** Exercise description **
Extend the notebook on building a combined recipe quality dataset, starting right after its last line of code.

***** Document excerpt *****

## Creating a combined quality dataset

In this notebook we make a quality dataset out of the three datasets "recipes", "reviews" and "recipes_with_search_terms". In order to give some interesting insights of the data.

Therefore, we:
- left joined them on `RecipeId` 
- considered only the recipes with count(ratings) >= 10
- introduced a column `Average rating` which is an average of all reviews for this recipe 
- and a column `Number of ratings` which is a number of data records in reviews.csv for this recipe
- calculated an Overall Mean:
  - Calculates the mean of all ratings across the entire DataFrame
  - Assigns this overall mean to a new column 'average_rating' for all rows
- calculated a Per-Recipe Mean (mean_of_all_ratings in the loop):
  - For each recipe, calculates the mean of ratings for all rows with the same 'RecipeId'
  - Assigns this per-recipe mean to the 'average_rating' column for the corresponding row

In [None]:
# load all datasets
import pandas as pd

recipes = pd.read_csv("../data/recipes.csv")

***** Record extracts *****

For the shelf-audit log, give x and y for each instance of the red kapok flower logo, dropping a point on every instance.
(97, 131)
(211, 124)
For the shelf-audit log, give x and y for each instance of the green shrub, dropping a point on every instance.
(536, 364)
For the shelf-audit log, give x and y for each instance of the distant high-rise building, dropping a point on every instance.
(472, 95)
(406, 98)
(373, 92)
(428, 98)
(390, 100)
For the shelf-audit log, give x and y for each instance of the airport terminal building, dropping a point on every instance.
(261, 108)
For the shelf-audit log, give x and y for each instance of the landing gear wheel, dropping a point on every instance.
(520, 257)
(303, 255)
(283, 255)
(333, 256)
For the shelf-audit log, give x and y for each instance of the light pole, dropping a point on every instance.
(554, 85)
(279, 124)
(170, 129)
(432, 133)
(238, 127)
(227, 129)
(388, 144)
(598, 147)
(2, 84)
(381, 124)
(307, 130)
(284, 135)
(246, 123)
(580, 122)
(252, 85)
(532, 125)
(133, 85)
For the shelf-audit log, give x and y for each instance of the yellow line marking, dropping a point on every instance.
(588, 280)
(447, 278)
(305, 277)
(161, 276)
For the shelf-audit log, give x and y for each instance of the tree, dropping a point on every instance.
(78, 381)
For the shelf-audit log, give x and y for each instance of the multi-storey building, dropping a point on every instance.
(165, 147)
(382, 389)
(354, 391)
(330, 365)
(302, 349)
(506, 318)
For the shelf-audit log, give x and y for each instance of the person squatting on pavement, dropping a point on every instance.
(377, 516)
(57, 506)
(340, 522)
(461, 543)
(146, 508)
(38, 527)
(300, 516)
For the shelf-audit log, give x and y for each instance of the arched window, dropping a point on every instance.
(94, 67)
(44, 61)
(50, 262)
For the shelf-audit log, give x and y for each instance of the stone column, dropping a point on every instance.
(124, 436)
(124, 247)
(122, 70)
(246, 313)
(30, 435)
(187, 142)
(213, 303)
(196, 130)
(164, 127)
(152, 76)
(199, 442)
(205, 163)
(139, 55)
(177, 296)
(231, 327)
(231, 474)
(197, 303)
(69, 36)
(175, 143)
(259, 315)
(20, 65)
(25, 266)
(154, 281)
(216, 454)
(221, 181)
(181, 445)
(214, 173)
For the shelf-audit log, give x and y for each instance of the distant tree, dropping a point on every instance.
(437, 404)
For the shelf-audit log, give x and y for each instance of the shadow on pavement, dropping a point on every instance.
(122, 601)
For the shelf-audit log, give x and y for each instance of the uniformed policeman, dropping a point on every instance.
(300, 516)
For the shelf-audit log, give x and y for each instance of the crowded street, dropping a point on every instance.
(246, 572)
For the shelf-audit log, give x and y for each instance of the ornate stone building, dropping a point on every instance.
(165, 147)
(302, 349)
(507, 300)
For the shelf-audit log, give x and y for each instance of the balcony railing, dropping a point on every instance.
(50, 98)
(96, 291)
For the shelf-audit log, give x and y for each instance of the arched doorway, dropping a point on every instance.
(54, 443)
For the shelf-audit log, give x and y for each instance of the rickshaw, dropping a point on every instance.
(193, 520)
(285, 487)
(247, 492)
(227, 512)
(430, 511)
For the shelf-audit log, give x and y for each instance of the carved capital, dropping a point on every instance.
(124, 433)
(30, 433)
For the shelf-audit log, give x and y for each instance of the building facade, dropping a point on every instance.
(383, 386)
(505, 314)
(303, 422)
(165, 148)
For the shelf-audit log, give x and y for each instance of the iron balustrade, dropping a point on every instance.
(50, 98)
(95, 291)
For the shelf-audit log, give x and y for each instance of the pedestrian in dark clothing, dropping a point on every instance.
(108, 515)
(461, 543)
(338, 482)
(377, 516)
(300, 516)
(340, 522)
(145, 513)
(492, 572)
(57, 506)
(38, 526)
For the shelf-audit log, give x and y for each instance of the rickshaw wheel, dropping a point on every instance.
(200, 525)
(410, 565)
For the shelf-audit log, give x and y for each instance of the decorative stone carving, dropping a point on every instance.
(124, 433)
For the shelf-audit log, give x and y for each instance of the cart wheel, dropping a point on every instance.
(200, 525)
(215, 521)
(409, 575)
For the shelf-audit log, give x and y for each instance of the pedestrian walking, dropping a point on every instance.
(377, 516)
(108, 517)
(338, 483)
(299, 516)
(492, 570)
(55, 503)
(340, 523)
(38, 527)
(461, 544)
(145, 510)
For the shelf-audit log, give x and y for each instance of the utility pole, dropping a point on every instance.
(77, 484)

*****

** The reply **
reviews = pd.read_csv("../data/reviews.csv")
search_terms_and_tags = pd.read_csv("../data/recipes_w_search_terms.csv")

In [None]:
reviews.shape

In [None]:
# 2. Combine all recipes that are present in BOTH recipes.csv and recipes_w_search_terms.csv 
# as one dataset (we have RecipeId/id as primary key). Delete the unnecessary columns (see below). 
# There are columns Name, Description that are present in both datasets. We just take the values from one dataset (doesn't matter which).
# The column we don't need: From recipes.csv: Images 

reviews.rename(columns={'AuthorId':'ReviewerId'}, inplace=True)
reviews.rename(columns={'AuthorName':'ReviewerName'}, inplace=True)
reviews.drop("DateSubmitted", axis=1, inplace=True)
reviews.drop("DateModified", axis=1, inplace=True)
reviews.head()

In [None]:
recipes.rename(columns={'AuthorId':'RecipeContributerId'}, inplace=True)
recipes.rename(columns={'AuthorName':'RecipeContributorName'}, inplace=True)
recipes.drop("Images", axis=1, inplace=True)
recipes.drop("Name", axis=1, inplace=True)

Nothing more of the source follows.